• Entries shown:
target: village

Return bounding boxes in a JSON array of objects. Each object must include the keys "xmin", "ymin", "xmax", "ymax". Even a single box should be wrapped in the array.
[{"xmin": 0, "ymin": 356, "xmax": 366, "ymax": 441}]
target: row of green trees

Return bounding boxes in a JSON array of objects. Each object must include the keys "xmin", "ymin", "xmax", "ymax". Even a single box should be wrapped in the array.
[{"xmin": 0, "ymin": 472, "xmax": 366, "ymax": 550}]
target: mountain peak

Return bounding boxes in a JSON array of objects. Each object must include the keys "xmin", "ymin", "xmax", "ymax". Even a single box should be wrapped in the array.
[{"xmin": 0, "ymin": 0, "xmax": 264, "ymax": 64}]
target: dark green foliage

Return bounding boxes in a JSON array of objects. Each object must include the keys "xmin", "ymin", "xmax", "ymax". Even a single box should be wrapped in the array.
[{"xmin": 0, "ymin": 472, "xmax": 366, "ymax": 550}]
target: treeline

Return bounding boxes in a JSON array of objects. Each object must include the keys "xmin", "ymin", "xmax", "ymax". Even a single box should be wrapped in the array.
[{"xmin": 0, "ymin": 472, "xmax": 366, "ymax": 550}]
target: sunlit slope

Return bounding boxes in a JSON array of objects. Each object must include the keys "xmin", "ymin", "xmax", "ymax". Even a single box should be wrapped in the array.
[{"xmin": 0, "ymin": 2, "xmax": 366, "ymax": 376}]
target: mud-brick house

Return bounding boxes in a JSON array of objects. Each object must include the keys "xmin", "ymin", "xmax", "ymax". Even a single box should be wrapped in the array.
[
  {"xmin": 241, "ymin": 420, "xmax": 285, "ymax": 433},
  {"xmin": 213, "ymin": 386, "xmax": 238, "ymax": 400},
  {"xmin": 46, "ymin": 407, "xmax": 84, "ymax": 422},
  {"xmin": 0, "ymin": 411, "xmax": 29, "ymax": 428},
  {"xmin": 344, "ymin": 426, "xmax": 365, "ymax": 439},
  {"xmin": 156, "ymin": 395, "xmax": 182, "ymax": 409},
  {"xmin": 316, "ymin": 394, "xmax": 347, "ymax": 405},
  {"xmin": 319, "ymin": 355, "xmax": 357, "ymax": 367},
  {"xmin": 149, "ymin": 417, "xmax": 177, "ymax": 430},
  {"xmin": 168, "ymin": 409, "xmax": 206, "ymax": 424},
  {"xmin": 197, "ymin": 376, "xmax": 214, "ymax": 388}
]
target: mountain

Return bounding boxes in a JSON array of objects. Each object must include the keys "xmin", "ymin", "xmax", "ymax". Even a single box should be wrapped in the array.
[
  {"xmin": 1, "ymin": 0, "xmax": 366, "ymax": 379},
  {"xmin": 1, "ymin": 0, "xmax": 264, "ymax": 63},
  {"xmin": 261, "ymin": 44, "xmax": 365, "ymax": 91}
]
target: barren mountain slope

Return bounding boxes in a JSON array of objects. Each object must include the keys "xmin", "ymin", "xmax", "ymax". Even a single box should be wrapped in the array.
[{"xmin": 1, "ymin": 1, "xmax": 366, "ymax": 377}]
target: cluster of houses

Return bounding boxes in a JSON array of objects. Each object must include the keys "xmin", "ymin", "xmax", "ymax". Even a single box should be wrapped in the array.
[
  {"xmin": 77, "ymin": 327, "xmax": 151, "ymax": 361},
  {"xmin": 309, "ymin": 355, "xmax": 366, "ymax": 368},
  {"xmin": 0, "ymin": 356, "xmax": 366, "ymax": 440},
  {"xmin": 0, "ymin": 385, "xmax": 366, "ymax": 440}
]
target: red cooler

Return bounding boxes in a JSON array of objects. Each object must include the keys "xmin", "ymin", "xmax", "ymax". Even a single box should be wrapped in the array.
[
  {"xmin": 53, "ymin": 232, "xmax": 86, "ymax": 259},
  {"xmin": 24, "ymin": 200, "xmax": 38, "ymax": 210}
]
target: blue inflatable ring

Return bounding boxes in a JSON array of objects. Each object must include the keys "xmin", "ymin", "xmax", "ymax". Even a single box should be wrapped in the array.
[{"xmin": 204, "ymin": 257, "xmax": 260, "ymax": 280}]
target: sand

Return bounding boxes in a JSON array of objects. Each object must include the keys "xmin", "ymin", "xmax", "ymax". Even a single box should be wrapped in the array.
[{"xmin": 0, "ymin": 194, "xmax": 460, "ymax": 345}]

• Goal:
Reproduce all of the records above, substituting "label" for each occurrence of "target" and leaving everything else unchanged.

• The result:
label: village

Return bounding boxes in a JSON array of objects. Each object must include the keys "xmin", "ymin", "xmax", "ymax". Even a single box should be wrapped in the array.
[{"xmin": 0, "ymin": 356, "xmax": 366, "ymax": 441}]
label: row of green trees

Return bounding boxes in a JSON array of objects. Each object must include the keys "xmin", "ymin", "xmax", "ymax". Even a single box should be wrapped in the array.
[{"xmin": 0, "ymin": 472, "xmax": 366, "ymax": 550}]
label: mountain peak

Return bounding boxes in a JSON array of objects. Each object must include the keys "xmin", "ymin", "xmax", "ymax". Even a single box should be wrapped in the array.
[{"xmin": 0, "ymin": 0, "xmax": 264, "ymax": 64}]
label: dark green foliage

Return bounding boxes in a JSON array of objects. Each object must include the keys "xmin", "ymin", "xmax", "ymax". Even a single box should be wrapped in the array.
[{"xmin": 0, "ymin": 472, "xmax": 366, "ymax": 550}]
label: treeline

Return bounding boxes in a JSON array of objects. Each object must include the keys "xmin", "ymin", "xmax", "ymax". Even a single box should be wrapped in the array.
[{"xmin": 0, "ymin": 472, "xmax": 366, "ymax": 550}]
label: sunlit slope

Return bounding boxes in a JSON array of objects. Each object must include the keys "xmin", "ymin", "xmax", "ymax". Even a single box should be wrapped in the array.
[{"xmin": 0, "ymin": 2, "xmax": 366, "ymax": 376}]
label: mud-brick house

Return bounding boxes in a JSON array of objects. Each object must include the keys "xmin", "ymin", "xmax", "ymax". Even a single box should be wrapped in the array.
[
  {"xmin": 241, "ymin": 420, "xmax": 285, "ymax": 433},
  {"xmin": 213, "ymin": 386, "xmax": 238, "ymax": 400},
  {"xmin": 46, "ymin": 407, "xmax": 84, "ymax": 422},
  {"xmin": 0, "ymin": 411, "xmax": 29, "ymax": 428},
  {"xmin": 344, "ymin": 426, "xmax": 365, "ymax": 439},
  {"xmin": 156, "ymin": 395, "xmax": 182, "ymax": 409},
  {"xmin": 316, "ymin": 394, "xmax": 347, "ymax": 405},
  {"xmin": 319, "ymin": 355, "xmax": 357, "ymax": 367},
  {"xmin": 149, "ymin": 417, "xmax": 177, "ymax": 430},
  {"xmin": 168, "ymin": 409, "xmax": 206, "ymax": 424},
  {"xmin": 197, "ymin": 376, "xmax": 214, "ymax": 388}
]
label: mountain

Return bounding boxes in a JSON array of objects. Each object must include the keys "xmin", "ymin", "xmax", "ymax". Even a single box should be wrapped in the array.
[
  {"xmin": 1, "ymin": 0, "xmax": 366, "ymax": 379},
  {"xmin": 1, "ymin": 0, "xmax": 264, "ymax": 63},
  {"xmin": 261, "ymin": 44, "xmax": 365, "ymax": 91}
]
label: barren mountain slope

Return bounding boxes in a JSON array of objects. Each object must include the keys "xmin", "ymin", "xmax", "ymax". Even a single box should be wrapped in the array.
[{"xmin": 1, "ymin": 1, "xmax": 366, "ymax": 377}]
label: cluster of houses

Return bounding boxes in a JSON array of objects. Each object must include the keys "xmin", "ymin", "xmax", "ymax". Even a single box should be wrapped in the array.
[
  {"xmin": 77, "ymin": 327, "xmax": 151, "ymax": 361},
  {"xmin": 309, "ymin": 355, "xmax": 366, "ymax": 368},
  {"xmin": 0, "ymin": 356, "xmax": 366, "ymax": 440},
  {"xmin": 0, "ymin": 385, "xmax": 366, "ymax": 440}
]
label: red cooler

Return bounding boxes in a JSON array of objects. Each object must include the keys "xmin", "ymin", "xmax", "ymax". Even a single box should be wrapped in the array.
[
  {"xmin": 53, "ymin": 232, "xmax": 86, "ymax": 259},
  {"xmin": 24, "ymin": 200, "xmax": 38, "ymax": 210}
]
label: blue inflatable ring

Return bounding boxes in a JSON array of objects. Each object must include the keys "xmin", "ymin", "xmax", "ymax". Even a single box should be wrapped in the array.
[{"xmin": 204, "ymin": 257, "xmax": 260, "ymax": 280}]
label: sand

Return bounding boxes in a JSON array of objects. Each object must include the keys "xmin", "ymin", "xmax", "ymax". Even a single box should be wrapped in the array.
[{"xmin": 0, "ymin": 194, "xmax": 460, "ymax": 345}]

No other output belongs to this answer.